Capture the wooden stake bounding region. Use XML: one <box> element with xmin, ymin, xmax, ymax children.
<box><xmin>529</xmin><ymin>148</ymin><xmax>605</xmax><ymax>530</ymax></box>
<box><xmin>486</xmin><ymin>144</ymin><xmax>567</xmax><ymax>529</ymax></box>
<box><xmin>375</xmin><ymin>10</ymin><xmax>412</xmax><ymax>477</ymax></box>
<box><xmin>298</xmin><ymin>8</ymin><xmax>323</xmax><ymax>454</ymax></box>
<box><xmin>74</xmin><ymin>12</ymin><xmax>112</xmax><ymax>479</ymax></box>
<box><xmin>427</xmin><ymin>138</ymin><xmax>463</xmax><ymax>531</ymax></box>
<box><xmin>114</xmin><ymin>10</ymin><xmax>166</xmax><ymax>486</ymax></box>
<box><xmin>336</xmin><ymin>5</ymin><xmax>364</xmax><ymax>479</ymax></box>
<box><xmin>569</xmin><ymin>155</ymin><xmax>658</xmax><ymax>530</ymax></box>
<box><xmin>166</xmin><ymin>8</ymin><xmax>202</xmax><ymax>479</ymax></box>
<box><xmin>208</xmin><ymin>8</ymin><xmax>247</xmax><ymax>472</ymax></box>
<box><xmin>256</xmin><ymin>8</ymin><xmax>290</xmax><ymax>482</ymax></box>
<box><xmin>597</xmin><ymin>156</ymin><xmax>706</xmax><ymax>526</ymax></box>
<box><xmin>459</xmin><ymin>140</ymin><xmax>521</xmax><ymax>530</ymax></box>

Work item — The records above should be set down again word for word.

Exercise output —
Capture the wooden stake bounding region. Use XML: one <box> element with xmin, ymin, xmax, ymax children.
<box><xmin>529</xmin><ymin>148</ymin><xmax>605</xmax><ymax>530</ymax></box>
<box><xmin>486</xmin><ymin>144</ymin><xmax>567</xmax><ymax>529</ymax></box>
<box><xmin>375</xmin><ymin>10</ymin><xmax>412</xmax><ymax>477</ymax></box>
<box><xmin>298</xmin><ymin>8</ymin><xmax>323</xmax><ymax>454</ymax></box>
<box><xmin>74</xmin><ymin>12</ymin><xmax>112</xmax><ymax>479</ymax></box>
<box><xmin>427</xmin><ymin>138</ymin><xmax>463</xmax><ymax>531</ymax></box>
<box><xmin>114</xmin><ymin>10</ymin><xmax>166</xmax><ymax>486</ymax></box>
<box><xmin>336</xmin><ymin>5</ymin><xmax>364</xmax><ymax>479</ymax></box>
<box><xmin>569</xmin><ymin>155</ymin><xmax>658</xmax><ymax>530</ymax></box>
<box><xmin>166</xmin><ymin>8</ymin><xmax>202</xmax><ymax>479</ymax></box>
<box><xmin>208</xmin><ymin>8</ymin><xmax>247</xmax><ymax>472</ymax></box>
<box><xmin>256</xmin><ymin>8</ymin><xmax>290</xmax><ymax>482</ymax></box>
<box><xmin>597</xmin><ymin>156</ymin><xmax>706</xmax><ymax>526</ymax></box>
<box><xmin>459</xmin><ymin>140</ymin><xmax>521</xmax><ymax>530</ymax></box>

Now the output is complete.